» GOAL
In the records below, copy word for word the part that opens with the line containing "finding every pond" and runs through the end of the records.

------------

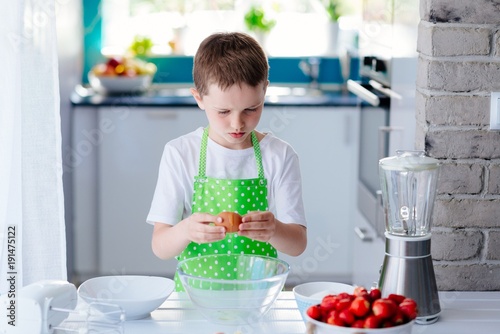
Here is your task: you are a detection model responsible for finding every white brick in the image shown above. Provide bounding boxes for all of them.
[417,23,491,57]
[421,0,500,24]
[417,57,500,93]
[425,130,500,159]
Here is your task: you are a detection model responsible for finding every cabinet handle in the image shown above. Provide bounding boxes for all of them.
[146,110,179,119]
[354,226,373,242]
[347,79,380,107]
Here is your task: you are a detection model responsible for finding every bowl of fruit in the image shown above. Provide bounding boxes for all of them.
[305,287,418,334]
[292,282,354,321]
[88,57,156,94]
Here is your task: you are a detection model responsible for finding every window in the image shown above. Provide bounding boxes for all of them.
[102,0,360,56]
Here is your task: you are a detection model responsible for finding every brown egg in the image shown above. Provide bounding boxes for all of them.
[215,212,241,233]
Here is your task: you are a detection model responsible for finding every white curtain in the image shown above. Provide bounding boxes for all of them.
[0,0,67,294]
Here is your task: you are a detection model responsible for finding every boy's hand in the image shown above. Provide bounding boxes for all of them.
[184,213,226,244]
[238,211,276,242]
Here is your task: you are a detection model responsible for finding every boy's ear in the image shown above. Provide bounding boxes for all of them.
[189,88,205,110]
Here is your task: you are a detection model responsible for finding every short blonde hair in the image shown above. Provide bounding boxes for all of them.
[193,32,269,96]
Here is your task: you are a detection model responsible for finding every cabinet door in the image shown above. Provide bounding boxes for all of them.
[259,107,359,284]
[98,107,207,277]
[350,212,385,289]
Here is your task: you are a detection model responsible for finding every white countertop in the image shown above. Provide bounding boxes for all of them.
[55,291,500,334]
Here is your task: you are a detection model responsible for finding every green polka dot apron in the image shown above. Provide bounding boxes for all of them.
[174,127,278,291]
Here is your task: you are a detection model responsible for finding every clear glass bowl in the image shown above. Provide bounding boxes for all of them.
[177,254,290,325]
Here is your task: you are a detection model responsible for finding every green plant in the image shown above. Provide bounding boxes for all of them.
[245,6,276,33]
[323,0,342,22]
[129,36,153,57]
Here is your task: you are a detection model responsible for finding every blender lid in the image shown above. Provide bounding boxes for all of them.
[379,150,439,171]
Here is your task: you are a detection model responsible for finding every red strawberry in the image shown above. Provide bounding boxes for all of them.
[372,298,398,320]
[326,311,345,326]
[387,293,406,305]
[320,295,338,311]
[370,288,382,301]
[335,298,351,311]
[351,319,365,328]
[399,298,418,320]
[337,292,354,300]
[380,320,394,328]
[353,286,371,302]
[363,315,380,328]
[352,286,368,297]
[306,305,322,320]
[349,296,370,318]
[338,309,356,326]
[391,307,406,325]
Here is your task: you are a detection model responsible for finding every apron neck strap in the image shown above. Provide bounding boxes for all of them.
[198,126,264,179]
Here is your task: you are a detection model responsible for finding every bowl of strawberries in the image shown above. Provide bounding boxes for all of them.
[305,286,418,334]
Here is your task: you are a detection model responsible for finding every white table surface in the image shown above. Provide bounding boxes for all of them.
[55,291,500,334]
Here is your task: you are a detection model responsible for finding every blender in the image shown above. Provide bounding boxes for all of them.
[378,151,441,324]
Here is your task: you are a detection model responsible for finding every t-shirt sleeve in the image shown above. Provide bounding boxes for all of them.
[274,146,307,226]
[146,144,191,225]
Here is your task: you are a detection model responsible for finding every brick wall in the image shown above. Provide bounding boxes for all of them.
[416,0,500,290]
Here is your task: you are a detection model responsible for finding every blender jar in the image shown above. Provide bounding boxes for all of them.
[379,151,439,237]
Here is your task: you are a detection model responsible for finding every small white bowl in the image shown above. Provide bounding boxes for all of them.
[78,275,175,320]
[292,282,354,321]
[306,314,415,334]
[88,72,153,94]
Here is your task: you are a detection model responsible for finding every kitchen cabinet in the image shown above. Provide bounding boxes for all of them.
[350,210,385,289]
[72,106,359,283]
[260,107,359,284]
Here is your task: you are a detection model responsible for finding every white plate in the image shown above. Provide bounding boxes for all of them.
[88,72,153,94]
[78,275,175,320]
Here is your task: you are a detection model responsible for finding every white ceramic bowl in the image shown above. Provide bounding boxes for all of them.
[306,314,415,334]
[78,275,175,320]
[177,254,290,325]
[293,282,354,321]
[88,72,153,94]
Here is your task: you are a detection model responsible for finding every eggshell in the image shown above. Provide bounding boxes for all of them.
[215,212,241,233]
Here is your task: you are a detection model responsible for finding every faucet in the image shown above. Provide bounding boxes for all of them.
[299,57,321,89]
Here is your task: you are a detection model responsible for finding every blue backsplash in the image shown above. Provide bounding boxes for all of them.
[148,56,356,85]
[82,0,359,85]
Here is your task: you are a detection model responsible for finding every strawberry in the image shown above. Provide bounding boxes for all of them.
[320,295,338,311]
[349,296,370,318]
[399,298,418,320]
[387,293,406,305]
[337,292,354,299]
[352,286,368,297]
[363,314,380,328]
[338,309,356,326]
[391,307,406,326]
[351,319,365,328]
[335,298,352,311]
[380,320,394,328]
[369,288,382,301]
[326,311,345,326]
[372,298,398,320]
[306,304,322,320]
[353,286,371,302]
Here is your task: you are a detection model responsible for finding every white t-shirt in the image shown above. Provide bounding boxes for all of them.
[147,127,306,226]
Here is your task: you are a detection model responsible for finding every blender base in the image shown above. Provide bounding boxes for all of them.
[378,232,441,325]
[415,312,441,325]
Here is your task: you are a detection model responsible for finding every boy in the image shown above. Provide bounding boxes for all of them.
[147,33,307,291]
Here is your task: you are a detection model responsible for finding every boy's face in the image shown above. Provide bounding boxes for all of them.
[191,81,268,149]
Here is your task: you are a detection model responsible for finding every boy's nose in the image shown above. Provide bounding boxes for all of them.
[231,116,245,131]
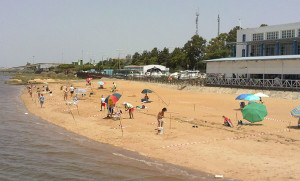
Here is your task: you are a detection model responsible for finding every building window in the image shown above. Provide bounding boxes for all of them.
[243,34,246,42]
[281,30,295,38]
[265,44,276,56]
[250,45,261,57]
[280,43,294,55]
[252,33,264,41]
[267,31,278,40]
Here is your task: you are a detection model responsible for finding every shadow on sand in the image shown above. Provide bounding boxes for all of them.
[287,126,300,131]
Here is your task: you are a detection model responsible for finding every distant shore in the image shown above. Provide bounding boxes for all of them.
[21,78,300,180]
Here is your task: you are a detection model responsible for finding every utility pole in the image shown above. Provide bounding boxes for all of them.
[117,49,122,70]
[218,15,220,36]
[196,9,199,35]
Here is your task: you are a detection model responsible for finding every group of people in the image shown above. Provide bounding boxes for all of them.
[60,85,75,101]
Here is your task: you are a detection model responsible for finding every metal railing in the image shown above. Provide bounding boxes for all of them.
[120,77,300,91]
[205,77,300,90]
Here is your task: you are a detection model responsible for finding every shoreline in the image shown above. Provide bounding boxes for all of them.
[21,79,300,180]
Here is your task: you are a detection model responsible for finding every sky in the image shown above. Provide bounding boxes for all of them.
[0,0,300,67]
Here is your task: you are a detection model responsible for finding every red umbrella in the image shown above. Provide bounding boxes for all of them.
[86,77,93,82]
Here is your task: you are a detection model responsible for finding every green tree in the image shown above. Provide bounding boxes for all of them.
[183,35,206,69]
[169,48,187,71]
[157,47,170,66]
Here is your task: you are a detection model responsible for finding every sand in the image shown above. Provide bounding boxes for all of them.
[21,79,300,180]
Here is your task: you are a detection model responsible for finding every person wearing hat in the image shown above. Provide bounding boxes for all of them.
[123,102,134,119]
[100,95,105,111]
[40,94,45,108]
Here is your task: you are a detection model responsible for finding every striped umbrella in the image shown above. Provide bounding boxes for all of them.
[98,81,106,85]
[86,77,93,82]
[244,94,260,101]
[104,93,122,105]
[291,106,300,118]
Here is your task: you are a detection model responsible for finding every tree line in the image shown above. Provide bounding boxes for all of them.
[58,26,240,72]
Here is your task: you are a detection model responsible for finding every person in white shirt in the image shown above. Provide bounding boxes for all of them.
[123,102,134,119]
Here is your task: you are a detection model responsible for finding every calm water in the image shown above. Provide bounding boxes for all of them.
[0,75,227,181]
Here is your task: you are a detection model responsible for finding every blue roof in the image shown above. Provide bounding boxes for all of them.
[203,55,300,62]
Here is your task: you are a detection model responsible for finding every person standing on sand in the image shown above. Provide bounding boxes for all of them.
[70,85,74,97]
[100,95,105,111]
[29,87,32,97]
[157,107,167,133]
[123,102,134,119]
[64,88,68,101]
[40,94,45,108]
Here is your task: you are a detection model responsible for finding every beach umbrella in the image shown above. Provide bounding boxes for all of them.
[254,92,269,97]
[242,102,268,123]
[142,89,154,94]
[104,93,122,105]
[75,89,87,94]
[98,81,106,85]
[244,94,260,101]
[86,77,93,82]
[235,94,252,100]
[291,106,300,118]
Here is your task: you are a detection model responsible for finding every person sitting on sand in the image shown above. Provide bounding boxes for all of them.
[100,95,105,111]
[64,88,68,101]
[40,94,45,108]
[107,104,115,118]
[36,87,41,98]
[157,107,167,132]
[111,82,117,92]
[123,102,134,119]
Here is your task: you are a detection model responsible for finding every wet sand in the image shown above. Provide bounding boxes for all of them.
[21,79,300,180]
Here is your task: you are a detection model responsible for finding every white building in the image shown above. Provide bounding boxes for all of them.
[205,55,300,80]
[233,22,300,57]
[204,22,300,90]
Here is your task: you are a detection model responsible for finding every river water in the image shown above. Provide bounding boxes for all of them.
[0,75,227,181]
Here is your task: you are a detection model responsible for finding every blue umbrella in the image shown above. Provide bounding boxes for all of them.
[244,94,260,101]
[75,89,87,94]
[235,94,252,100]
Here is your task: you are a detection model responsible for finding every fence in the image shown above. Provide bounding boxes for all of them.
[205,77,300,90]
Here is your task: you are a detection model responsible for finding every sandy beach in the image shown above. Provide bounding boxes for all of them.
[21,79,300,180]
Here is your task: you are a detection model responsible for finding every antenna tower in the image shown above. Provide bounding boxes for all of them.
[218,15,220,36]
[196,9,199,35]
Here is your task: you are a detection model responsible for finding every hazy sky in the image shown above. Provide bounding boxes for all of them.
[0,0,300,67]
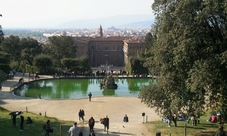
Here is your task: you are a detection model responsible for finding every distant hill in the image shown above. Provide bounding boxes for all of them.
[58,15,154,28]
[116,20,154,28]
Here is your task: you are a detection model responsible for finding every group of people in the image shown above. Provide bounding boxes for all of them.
[11,114,32,131]
[68,114,129,136]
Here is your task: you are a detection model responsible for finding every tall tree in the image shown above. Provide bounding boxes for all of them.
[141,0,227,116]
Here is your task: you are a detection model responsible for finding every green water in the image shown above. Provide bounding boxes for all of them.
[14,78,155,99]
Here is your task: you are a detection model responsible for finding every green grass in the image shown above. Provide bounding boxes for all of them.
[0,107,223,136]
[146,115,222,136]
[0,107,73,136]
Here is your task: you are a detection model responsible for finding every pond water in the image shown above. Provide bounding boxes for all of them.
[14,78,156,99]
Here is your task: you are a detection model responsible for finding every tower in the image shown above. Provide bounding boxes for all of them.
[99,25,103,37]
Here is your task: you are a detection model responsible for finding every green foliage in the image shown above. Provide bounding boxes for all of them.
[0,107,73,136]
[141,0,227,116]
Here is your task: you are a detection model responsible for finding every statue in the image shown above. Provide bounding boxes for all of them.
[100,75,117,89]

------------

» COMPLETE ANSWER
Here is your task: you are a detection model responsible for finding every pond water in the image shown above. Provide bounding boxes for all of them.
[14,78,156,99]
Here is your task: you are a detection model responsible for finding every tower in the image shown above. Provide bounding boxes for all of them.
[99,25,103,37]
Here is your task: you are a detection model responsible for finding every green foliage in the image shown above. Provide bounding boxes for all of them.
[0,107,73,136]
[141,0,227,116]
Here is your task: you are a detection model responsible for finding every statue in the image shown above. Provide bounding boxes for all of them.
[100,75,117,89]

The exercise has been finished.